Job 1 ::
Duplicate the part of the earnings call transcript starting with "Hi, Colin Colin" and going on through "is that fair?".

Text section ::
Hi, Colin Colin Devine – Citigroup: Just a second Mike. Larry you said the real number here on some sort of long-term basis closer maybe to 6.5 which is still excellent, but the 7 plus is partially a reflection of the market, is that fair?

Larry Zimpleman

Chief Executive Officer

Yes, it is fair Colin. Colin Devine – Citigroup: Okay, thanks sir.

Mike Gersie

Chief Financial Officer

The number we used in the recorded part of the message was $300 million, so we’ve got $300 million of excess capital and that would be – but somehow we get three pockets. One first pocket would be cash at the holding company, second pocket would be – I think of it as excess capital or accretion of the life company, third pocket would be debt capacity. The bulk of the $300 million is in the life company, so it’ll be in that middle pocket. In terms of looking at buybacks for the rest of the year, again with market conditions being what they are, we believe it’s prudent to go slow. So, I think we could say without getting in further aboard, without really being able to speculate on what future conditions would be, I think we’re in a go-slow period in terms of share repurchase. Colin Devine – Citigroup: Finally at the rating agencies and to reiterate your point earlier, there is absolutely no reason to think that you would need to raise external capital?

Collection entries

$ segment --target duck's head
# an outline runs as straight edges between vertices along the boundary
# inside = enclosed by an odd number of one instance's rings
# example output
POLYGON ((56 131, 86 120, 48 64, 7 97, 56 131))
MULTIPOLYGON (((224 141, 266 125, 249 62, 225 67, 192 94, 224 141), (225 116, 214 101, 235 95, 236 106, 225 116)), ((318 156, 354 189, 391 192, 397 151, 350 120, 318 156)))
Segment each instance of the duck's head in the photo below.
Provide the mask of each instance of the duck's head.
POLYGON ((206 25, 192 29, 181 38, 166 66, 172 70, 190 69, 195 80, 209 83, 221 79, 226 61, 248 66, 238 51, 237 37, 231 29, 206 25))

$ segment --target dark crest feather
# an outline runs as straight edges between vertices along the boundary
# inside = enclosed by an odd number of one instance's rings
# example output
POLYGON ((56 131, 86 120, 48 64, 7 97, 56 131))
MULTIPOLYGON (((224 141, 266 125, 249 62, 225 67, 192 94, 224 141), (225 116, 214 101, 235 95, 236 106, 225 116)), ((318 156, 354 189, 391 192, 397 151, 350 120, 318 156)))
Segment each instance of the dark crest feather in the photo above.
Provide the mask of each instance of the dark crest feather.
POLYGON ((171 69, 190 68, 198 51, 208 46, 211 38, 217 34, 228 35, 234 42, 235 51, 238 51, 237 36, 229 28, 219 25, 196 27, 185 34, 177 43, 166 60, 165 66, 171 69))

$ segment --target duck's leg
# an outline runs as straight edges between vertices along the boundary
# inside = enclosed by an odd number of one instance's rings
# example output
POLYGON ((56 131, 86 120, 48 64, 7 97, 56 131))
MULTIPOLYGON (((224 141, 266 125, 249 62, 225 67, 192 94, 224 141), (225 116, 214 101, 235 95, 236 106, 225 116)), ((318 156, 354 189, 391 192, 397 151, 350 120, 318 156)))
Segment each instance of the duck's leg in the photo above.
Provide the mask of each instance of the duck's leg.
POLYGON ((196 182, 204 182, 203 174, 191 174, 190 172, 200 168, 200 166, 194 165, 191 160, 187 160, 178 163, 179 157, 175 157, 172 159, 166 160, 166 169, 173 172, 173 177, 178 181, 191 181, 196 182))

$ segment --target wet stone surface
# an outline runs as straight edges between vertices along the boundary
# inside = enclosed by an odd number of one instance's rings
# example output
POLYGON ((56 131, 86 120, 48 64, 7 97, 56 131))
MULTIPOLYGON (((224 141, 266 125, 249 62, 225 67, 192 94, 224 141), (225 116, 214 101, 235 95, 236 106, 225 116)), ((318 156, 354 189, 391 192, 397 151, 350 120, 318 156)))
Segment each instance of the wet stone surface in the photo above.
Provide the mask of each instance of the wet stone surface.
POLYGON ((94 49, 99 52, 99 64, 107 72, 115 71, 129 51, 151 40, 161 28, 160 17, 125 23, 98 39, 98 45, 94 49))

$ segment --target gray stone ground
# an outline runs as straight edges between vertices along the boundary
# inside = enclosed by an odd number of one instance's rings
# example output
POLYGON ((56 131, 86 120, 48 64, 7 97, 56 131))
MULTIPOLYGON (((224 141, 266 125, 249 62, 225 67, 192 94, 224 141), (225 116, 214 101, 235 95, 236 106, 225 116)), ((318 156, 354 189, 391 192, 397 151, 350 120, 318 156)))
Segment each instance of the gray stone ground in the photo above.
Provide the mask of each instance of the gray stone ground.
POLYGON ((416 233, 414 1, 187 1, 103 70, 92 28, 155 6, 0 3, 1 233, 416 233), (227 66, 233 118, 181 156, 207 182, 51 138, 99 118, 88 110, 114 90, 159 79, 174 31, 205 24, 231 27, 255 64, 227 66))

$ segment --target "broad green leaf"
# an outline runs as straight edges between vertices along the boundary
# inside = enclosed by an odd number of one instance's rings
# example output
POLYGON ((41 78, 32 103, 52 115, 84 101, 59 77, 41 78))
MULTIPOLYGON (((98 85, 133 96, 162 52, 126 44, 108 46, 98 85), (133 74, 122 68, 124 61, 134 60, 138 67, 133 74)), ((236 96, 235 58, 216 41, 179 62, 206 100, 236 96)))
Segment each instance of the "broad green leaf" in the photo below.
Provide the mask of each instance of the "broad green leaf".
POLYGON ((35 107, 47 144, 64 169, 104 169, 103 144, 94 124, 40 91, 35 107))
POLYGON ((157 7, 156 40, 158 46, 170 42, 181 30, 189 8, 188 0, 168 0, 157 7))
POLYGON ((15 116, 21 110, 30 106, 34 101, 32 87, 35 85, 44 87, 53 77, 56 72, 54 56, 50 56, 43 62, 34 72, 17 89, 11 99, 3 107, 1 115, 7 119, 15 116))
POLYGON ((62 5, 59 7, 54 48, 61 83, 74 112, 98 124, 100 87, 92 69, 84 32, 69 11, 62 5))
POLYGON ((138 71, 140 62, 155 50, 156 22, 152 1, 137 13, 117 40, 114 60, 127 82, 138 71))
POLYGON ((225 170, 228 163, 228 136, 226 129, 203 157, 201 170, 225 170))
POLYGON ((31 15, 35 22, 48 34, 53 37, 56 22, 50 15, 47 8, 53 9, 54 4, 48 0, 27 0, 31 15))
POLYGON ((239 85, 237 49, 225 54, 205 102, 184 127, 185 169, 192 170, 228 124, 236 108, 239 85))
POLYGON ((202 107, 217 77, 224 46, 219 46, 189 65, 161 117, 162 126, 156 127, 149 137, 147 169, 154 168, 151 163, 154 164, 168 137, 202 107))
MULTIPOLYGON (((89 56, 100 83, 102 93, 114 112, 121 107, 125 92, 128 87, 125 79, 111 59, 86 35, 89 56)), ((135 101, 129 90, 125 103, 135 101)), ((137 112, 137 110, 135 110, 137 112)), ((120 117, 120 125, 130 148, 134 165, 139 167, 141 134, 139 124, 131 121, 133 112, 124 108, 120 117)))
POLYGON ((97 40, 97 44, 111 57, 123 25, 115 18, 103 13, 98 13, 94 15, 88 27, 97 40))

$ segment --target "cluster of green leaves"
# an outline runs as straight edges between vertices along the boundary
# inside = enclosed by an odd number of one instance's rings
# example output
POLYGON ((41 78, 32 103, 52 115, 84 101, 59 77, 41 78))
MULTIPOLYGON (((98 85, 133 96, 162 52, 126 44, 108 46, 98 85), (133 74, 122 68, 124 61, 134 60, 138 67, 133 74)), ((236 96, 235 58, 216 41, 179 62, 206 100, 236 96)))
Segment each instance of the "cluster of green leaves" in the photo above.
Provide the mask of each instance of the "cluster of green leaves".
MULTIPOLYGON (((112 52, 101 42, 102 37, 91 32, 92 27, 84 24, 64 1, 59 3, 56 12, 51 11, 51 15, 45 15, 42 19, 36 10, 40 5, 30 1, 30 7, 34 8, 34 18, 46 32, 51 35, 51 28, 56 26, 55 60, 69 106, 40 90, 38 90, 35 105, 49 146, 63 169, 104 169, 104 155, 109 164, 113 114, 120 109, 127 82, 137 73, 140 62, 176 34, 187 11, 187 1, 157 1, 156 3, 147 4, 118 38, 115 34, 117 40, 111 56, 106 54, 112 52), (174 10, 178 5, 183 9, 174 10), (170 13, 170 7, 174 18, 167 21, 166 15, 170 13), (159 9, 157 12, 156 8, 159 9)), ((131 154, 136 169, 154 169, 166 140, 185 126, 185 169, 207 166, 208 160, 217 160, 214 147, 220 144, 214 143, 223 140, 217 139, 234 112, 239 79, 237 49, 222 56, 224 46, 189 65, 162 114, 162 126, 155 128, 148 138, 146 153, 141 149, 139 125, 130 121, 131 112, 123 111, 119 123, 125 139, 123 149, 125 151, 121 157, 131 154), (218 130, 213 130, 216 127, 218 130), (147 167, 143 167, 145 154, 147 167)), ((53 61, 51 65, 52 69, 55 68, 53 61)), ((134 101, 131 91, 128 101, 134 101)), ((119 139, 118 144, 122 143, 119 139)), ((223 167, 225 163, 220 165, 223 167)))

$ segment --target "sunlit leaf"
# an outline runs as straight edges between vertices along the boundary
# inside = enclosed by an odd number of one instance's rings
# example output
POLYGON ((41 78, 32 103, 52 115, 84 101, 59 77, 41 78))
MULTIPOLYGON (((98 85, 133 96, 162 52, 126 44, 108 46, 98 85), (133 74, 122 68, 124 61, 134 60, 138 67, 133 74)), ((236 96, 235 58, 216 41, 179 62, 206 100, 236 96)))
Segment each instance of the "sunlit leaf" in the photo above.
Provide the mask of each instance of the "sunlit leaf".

Job 2 ::
Express the lines in the rows as a JSON list of strings, one string per line with blank lines left out, starting with the line with "--target duck's leg" and going on through the line with "POLYGON ((196 182, 204", both included.

Final result 1 ::
Hi, Colin Colin Devine – Citigroup: Just a second Mike. Larry you said the real number here on some sort of long-term basis closer maybe to 6.5 which is still excellent, but the 7 plus is partially a reflection of the market, is that fair?

Final result 2 ::
[
  "$ segment --target duck's leg",
  "# an outline runs as straight edges between vertices along the boundary",
  "# inside = enclosed by an odd number of one instance's rings",
  "# example output",
  "POLYGON ((56 131, 86 120, 48 64, 7 97, 56 131))",
  "MULTIPOLYGON (((224 141, 266 125, 249 62, 225 67, 192 94, 224 141), (225 116, 214 101, 235 95, 236 106, 225 116)), ((318 156, 354 189, 391 192, 397 151, 350 120, 318 156)))",
  "Segment each instance of the duck's leg in the photo above.",
  "Provide the mask of each instance of the duck's leg.",
  "POLYGON ((196 182, 204 182, 203 174, 191 174, 190 172, 200 168, 200 166, 194 165, 191 160, 187 160, 178 163, 179 157, 175 157, 172 159, 166 160, 166 169, 173 172, 173 177, 178 181, 191 181, 196 182))"
]